* [Problem statement] All lines in the data below carrying the string "door" are to be located and copied.

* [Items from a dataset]

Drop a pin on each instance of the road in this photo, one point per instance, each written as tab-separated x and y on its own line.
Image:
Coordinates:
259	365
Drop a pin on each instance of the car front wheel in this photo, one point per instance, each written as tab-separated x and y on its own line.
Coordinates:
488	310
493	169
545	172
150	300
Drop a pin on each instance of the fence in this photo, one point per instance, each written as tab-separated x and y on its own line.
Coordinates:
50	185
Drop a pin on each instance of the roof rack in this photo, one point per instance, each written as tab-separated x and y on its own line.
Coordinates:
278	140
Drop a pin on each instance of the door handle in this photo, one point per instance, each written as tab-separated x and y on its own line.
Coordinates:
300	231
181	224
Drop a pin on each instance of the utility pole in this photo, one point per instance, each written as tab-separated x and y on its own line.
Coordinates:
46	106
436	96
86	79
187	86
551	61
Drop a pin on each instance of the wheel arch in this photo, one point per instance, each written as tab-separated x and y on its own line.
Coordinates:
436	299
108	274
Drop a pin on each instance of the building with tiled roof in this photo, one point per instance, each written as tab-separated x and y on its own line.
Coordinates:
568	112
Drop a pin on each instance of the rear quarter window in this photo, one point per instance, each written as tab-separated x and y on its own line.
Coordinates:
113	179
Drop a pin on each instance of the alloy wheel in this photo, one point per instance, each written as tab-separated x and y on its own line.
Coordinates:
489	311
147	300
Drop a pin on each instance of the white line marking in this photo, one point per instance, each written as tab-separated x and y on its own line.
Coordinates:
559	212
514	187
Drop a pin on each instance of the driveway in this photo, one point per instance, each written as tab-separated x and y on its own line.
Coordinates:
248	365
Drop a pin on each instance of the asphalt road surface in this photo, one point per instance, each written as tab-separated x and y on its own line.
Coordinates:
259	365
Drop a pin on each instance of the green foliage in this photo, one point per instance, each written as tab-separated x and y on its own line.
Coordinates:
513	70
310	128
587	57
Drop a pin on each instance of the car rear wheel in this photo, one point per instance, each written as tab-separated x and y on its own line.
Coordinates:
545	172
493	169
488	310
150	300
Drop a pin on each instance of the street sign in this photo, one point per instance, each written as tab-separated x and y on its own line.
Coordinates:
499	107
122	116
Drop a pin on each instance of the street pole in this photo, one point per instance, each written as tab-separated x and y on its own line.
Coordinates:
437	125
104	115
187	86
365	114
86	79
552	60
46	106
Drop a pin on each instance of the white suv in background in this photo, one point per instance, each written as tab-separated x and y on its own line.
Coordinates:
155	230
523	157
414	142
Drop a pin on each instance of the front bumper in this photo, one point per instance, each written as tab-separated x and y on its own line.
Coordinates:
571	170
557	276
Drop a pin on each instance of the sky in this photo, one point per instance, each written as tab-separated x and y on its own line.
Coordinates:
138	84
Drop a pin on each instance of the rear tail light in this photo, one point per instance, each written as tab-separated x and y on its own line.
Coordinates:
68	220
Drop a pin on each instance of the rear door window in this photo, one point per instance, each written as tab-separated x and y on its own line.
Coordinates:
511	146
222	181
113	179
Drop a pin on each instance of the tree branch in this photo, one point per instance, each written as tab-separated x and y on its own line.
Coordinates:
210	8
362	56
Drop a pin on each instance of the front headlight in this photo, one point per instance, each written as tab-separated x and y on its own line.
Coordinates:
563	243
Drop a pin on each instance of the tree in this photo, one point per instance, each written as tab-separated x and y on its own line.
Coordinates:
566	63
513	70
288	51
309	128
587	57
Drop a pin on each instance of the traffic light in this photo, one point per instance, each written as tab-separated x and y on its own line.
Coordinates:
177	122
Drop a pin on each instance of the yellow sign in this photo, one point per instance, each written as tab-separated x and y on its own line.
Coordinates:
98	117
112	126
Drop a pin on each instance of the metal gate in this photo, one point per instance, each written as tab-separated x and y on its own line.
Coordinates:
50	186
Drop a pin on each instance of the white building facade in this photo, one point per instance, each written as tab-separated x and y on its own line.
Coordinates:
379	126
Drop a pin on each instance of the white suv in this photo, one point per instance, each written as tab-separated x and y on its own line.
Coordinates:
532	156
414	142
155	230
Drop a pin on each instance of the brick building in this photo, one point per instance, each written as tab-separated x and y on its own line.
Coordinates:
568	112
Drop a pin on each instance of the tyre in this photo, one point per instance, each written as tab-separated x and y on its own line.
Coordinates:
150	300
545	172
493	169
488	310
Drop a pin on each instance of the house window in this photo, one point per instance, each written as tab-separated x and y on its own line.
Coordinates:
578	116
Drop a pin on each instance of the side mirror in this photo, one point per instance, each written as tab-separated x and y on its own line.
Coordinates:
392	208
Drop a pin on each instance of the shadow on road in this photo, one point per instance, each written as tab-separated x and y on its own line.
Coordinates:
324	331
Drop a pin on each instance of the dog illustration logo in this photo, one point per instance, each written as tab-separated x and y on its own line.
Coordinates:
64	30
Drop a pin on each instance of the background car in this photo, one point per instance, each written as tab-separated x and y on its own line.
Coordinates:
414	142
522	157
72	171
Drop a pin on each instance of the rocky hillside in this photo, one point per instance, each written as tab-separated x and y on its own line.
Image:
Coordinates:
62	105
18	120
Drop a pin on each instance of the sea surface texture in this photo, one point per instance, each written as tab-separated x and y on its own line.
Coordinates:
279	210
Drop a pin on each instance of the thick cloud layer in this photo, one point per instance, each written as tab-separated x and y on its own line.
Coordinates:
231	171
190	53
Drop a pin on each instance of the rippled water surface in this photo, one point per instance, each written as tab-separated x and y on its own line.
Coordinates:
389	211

* [Answer box]
Drop a pin on each instance of the door handle in this photo, one point per instance, each written as tab-separated x and y on its own line.
Drop a pin on each instance of the rear door window in this photo, one point per instance, each written as tab-separated x and y on its own line.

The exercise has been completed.